**MATERIAL PROVIDED**
════════════════════
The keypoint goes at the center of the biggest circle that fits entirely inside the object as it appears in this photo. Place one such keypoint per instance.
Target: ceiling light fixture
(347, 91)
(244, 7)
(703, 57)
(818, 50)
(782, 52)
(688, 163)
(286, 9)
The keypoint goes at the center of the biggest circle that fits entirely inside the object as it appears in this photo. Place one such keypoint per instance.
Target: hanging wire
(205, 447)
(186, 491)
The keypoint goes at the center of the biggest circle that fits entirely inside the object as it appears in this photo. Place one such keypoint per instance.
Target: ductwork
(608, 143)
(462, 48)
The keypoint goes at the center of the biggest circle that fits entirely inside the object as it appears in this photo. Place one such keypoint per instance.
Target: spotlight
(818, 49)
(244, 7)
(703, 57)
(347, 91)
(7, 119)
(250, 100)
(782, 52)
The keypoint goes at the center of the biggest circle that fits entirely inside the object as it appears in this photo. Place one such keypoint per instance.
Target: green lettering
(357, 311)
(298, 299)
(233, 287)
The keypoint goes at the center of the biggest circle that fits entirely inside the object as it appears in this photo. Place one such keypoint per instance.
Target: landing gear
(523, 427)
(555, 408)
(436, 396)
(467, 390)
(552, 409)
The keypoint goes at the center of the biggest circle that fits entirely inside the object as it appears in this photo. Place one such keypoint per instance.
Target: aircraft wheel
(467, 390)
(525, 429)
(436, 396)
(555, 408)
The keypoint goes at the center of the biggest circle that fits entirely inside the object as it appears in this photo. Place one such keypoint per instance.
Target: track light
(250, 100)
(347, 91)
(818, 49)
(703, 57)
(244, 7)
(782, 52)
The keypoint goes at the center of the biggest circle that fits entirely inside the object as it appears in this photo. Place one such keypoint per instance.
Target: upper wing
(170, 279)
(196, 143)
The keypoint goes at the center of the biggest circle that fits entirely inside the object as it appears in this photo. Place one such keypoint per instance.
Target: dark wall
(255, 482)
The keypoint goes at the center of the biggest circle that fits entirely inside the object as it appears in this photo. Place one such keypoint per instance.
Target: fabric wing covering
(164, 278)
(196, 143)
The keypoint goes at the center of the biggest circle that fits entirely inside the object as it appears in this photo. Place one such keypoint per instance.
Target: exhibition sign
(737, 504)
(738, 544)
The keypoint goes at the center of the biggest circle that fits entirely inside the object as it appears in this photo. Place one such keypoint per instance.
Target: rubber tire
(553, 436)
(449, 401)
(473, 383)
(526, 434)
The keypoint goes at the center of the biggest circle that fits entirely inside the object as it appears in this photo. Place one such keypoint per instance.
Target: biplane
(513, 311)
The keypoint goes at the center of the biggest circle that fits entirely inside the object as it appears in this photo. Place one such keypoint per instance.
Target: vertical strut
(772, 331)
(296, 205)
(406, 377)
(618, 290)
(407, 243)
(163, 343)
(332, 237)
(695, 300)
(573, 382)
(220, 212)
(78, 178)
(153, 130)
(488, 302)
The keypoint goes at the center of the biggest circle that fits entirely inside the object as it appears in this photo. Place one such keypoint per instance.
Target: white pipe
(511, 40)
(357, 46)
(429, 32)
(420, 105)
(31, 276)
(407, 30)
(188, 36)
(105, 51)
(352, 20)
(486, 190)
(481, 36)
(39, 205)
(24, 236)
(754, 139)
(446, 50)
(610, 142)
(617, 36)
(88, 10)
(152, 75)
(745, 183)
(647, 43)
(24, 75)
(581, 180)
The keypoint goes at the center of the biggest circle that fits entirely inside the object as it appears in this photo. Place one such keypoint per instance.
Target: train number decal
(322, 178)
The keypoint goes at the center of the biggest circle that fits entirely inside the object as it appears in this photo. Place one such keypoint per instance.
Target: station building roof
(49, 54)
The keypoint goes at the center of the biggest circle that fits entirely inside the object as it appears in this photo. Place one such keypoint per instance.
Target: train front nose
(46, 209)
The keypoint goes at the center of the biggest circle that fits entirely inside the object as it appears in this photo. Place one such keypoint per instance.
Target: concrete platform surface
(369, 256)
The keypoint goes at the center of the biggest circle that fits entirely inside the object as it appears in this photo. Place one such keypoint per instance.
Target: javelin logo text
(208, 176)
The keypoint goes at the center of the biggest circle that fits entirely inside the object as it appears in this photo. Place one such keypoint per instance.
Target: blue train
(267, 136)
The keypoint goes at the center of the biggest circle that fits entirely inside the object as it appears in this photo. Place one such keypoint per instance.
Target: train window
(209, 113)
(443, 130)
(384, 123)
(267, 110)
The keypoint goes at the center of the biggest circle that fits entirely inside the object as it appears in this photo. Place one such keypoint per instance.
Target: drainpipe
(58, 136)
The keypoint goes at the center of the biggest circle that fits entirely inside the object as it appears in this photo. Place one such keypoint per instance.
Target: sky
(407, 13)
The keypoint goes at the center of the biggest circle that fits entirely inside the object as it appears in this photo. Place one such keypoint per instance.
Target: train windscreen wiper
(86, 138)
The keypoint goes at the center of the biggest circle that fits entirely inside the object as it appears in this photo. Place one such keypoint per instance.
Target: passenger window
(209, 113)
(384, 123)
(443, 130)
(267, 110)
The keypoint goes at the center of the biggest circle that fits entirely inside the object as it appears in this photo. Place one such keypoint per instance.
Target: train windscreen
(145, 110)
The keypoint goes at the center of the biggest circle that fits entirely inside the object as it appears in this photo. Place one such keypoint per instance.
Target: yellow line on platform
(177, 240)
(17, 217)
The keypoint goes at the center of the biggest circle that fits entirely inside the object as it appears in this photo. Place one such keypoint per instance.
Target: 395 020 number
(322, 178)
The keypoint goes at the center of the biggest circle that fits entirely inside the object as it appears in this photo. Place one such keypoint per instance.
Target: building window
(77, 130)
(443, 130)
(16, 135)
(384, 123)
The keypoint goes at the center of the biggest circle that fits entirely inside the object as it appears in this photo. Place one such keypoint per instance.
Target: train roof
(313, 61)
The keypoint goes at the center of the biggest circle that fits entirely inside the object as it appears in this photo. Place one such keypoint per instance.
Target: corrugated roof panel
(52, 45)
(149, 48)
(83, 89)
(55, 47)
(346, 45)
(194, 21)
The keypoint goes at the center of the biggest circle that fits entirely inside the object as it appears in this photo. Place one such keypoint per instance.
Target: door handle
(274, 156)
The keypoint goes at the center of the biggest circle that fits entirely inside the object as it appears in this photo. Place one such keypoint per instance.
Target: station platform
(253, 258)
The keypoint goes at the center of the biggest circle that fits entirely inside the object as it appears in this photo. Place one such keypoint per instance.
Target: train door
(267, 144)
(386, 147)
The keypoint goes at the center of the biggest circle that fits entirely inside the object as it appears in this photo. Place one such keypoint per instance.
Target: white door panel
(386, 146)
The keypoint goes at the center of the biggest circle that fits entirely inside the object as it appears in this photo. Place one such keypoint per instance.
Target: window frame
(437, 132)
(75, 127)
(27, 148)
════════════════════
**SHORT EXERCISE**
Would you give the material above again, complete and exact?

**EXPECTED ANSWER**
The keypoint goes at the center of the biggest circle that fits entirely inside the object as it appears in this photo. Place one such keypoint per instance.
Target: ceiling light fixture
(347, 91)
(244, 7)
(703, 57)
(818, 50)
(782, 52)
(688, 163)
(286, 9)
The keypoint goes at the center of the biggest circle that fits entirely inside the object as it appears in this photo. Place one such keypoint per instance.
Target: hanging wire
(205, 447)
(186, 491)
The keypoint goes at the center of the biggest circle that fits entirely inside the object as it appears in this photo. Place one such keypoint per instance.
Target: ductwork
(608, 143)
(462, 48)
The keypoint goes at the center of the biggest circle that fits entirely inside the object as it appears in this photo. Place one such keypoint per instance.
Target: spotlight
(818, 49)
(244, 7)
(703, 57)
(347, 91)
(7, 119)
(250, 100)
(782, 52)
The keypoint goes at the center of the biggest circle that fits entirely inside the object as it appears in this photo. Place one such keypoint per instance.
Target: green lettering
(357, 311)
(298, 299)
(233, 287)
The keypoint goes at the center of the biggest circle that fits entirely inside the object as it appears in this photo. Place one such keypoint per instance.
Target: landing gear
(523, 427)
(555, 408)
(436, 396)
(467, 390)
(552, 409)
The keypoint goes at the center of the biggest circle that fits entirely inside the object as it appears in this photo. Place one such keypoint per instance.
Target: aircraft wheel
(467, 390)
(525, 429)
(436, 396)
(555, 408)
The keypoint goes at the center of the biggest circle that fits entirely inside the object as it appears in this photo. Place one such keypoint per instance.
Target: track light
(250, 100)
(347, 91)
(818, 49)
(703, 57)
(244, 7)
(782, 52)
The keypoint goes at the center of the biggest circle that fits entirely inside the object as it appears in this photo. Place one such keypoint per instance.
Target: upper wing
(170, 279)
(196, 143)
The keypoint goes at the center of the biggest circle that fits entirely inside the object as it appears in this photo. Place one such keypoint per instance.
Target: dark wall
(255, 482)
The keypoint goes at the center of the biggest circle that fits entirely inside the object as it appears in this photo. Place one such keypoint per instance.
Target: fabric wing covering
(164, 278)
(196, 143)
The keypoint goes at the center of the biggest circle that fits entirely inside the object as it appears in this photo. Place one such keypoint per instance.
Target: exhibition sign
(737, 504)
(738, 544)
The keypoint goes at the center of the biggest circle that fits entirely inside the object as it appears in this photo. Place one such keypoint per instance.
Target: rubber tire
(553, 436)
(449, 401)
(473, 383)
(526, 434)
The keypoint goes at the center of the biggest circle that fits entirely inside the object as it appears in this photo. Place one such keypoint per instance.
Target: biplane
(513, 311)
The keypoint goes at the center of the biggest circle that fits entirely inside the object as it appears in this photo. Place one such keypoint per instance.
Target: vertical strut
(772, 331)
(296, 205)
(406, 377)
(618, 290)
(407, 243)
(163, 343)
(332, 237)
(695, 300)
(573, 382)
(220, 212)
(78, 178)
(153, 130)
(488, 302)
The keypoint goes at the center of the biggest circle that fits entirely inside the object as it appears in this photo. Place one such keypoint per instance.
Target: white pipe
(511, 40)
(357, 46)
(429, 32)
(420, 105)
(31, 276)
(407, 30)
(188, 36)
(105, 51)
(352, 20)
(486, 190)
(481, 36)
(39, 205)
(24, 236)
(754, 139)
(446, 50)
(610, 142)
(617, 36)
(88, 10)
(152, 75)
(745, 183)
(647, 43)
(24, 75)
(581, 180)
The keypoint goes at the center of the biggest circle that fits entirely inside the object as it appears in this photo. Place one such keypoint per instance.
Target: train number decal
(322, 178)
The keypoint goes at the center of the biggest circle that fits entirely inside the object as it appears in this photo. Place one such keypoint per instance.
Target: station building roof
(49, 54)
The keypoint goes at the center of the biggest circle that fits entirely inside the object as it appears in this photo. Place one such keypoint per instance.
Target: train front nose
(46, 209)
The keypoint goes at the center of the biggest circle that fits entirely inside the object as it appears in this photo. Place one such keypoint per instance.
Target: concrete platform surface
(369, 256)
The keypoint goes at the center of the biggest circle that fits entirely inside the object as it appears in this photo. Place one such keypoint per instance.
Target: javelin logo text
(208, 176)
The keypoint goes at the center of the biggest circle that fits entirely inside the object as it appears in this photo. Place one such keypoint per instance.
Target: blue train
(267, 136)
The keypoint goes at the center of the biggest circle that fits entirely inside the object as it appears in this photo. Place one such keypoint per instance.
Target: train window
(209, 113)
(443, 130)
(384, 123)
(267, 110)
The keypoint goes at the center of the biggest circle that fits entirely inside the object as it appears in this photo. Place one such keypoint per instance.
Target: drainpipe
(58, 136)
The keypoint goes at the center of the biggest circle that fits entirely inside the object as it appears in this photo. Place one such keypoint per instance.
Target: sky
(407, 13)
The keypoint goes at the center of the biggest circle that fits entirely inside the object as it appears in this photo. Place one such keypoint per instance.
Target: train windscreen wiper
(86, 138)
The keypoint goes at the center of the biggest circle that fits entirely inside the object as it appears in this photo. Place one such keypoint per instance.
Target: passenger window
(209, 113)
(384, 123)
(443, 130)
(267, 110)
The keypoint goes at the center of the biggest circle that fits entirely inside the object as it appears in this photo. Place one such keypoint per instance.
Target: train windscreen
(145, 110)
The keypoint goes at the center of the biggest circle that fits entirely inside the object as it appears in this photo. Place one such keypoint per instance.
Target: yellow line on platform
(177, 240)
(17, 217)
The keypoint goes at the center of the biggest circle that fits entirely inside the object as it appears in this photo. Place one such keypoint per instance.
Target: 395 020 number
(322, 178)
The keypoint goes at the center of the biggest circle that fits entirely inside the object as it appears in this photo. Place one such keypoint per instance.
Target: building window
(77, 130)
(443, 130)
(16, 135)
(384, 123)
The keypoint goes at the center of the biggest circle that fits entirely inside the object as it appears in this photo. Place one such keypoint per instance.
Target: train roof
(313, 61)
The keypoint goes at the center of the biggest circle that fits entirely inside the object as it appears in this photo. Place one such keypoint per instance.
Target: corrugated roof panel
(52, 45)
(149, 48)
(83, 89)
(55, 47)
(346, 45)
(194, 21)
The keypoint goes at the center of the biggest circle that fits entirely inside the object as it appears in this photo. Place one such keypoint per instance.
Target: door handle
(274, 156)
The keypoint goes at the center of the biggest circle that fits entirely inside the object as it appears in this photo. Place one such keypoint per instance.
Target: station platform
(253, 258)
The keypoint goes at the center of the biggest circle that fits entirely inside the object as it appears in this photo. Place one such keypoint per instance.
Target: train door
(267, 144)
(386, 147)
The keypoint goes at the center of the biggest circle that fits entirely inside the object as it appears in this photo. Place one such keypoint per instance.
Target: white door panel
(386, 146)
The keypoint goes at the center of the biggest circle that fits entirely inside the object as it appears in this photo. Place one such keypoint per instance.
Target: window frame
(437, 132)
(75, 127)
(27, 148)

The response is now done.